[Records shown — start]

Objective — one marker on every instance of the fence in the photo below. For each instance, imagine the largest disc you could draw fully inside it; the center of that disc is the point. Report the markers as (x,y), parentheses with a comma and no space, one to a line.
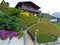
(13,41)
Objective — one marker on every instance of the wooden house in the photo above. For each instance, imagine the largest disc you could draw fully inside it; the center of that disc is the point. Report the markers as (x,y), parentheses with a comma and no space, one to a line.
(29,6)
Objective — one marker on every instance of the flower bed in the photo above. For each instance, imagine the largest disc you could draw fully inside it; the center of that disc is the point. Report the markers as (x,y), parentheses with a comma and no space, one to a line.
(4,34)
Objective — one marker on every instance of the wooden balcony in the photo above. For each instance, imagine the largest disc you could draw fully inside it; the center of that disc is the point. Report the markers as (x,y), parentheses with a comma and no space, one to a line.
(30,9)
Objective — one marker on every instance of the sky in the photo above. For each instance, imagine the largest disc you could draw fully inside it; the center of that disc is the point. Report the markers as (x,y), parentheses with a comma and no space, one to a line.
(47,6)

[Records shown — finish]

Verbatim copy without images: write the records above out in full.

**Written solution**
Objective — one marker on every instance of the fence in the photo below. For each instance, imagine the largest disc you could draw fully inside it; the center of that disc is the point. Report the markers as (x,y), parentheses with a comma and no space, one to a line.
(13,41)
Objective — one marker on every instance of the wooden house in the photo above. For each instance, imagine the largest disc you could draw fully inside it; the center of that disc is the point. Report the markers as (x,y), parentheses with a comma and no space, one to a line.
(29,6)
Objective — one marker on every instance of the flower bed in the photo above. For each instance, imagine the largest disc you could draw fully inside it; the center of that disc is the point. Report the markers as (x,y), parentheses with a comma and no space, one to a line.
(4,34)
Objective — one marker on every instance of the wooden balcony in the photo above. For each instance, imagine the largest disc you could draw fully inside it; the center of that disc is the point. Report the markers as (x,y), parentheses with a comma and no space, one to a line.
(30,9)
Objective — one marker on every instance of the sky in the photo above. For each instance, imagine the largest disc you could draw fully inside it; the center of that disc is the point. Report the markers as (x,y), parentheses with a comma and no space, one to a line.
(47,6)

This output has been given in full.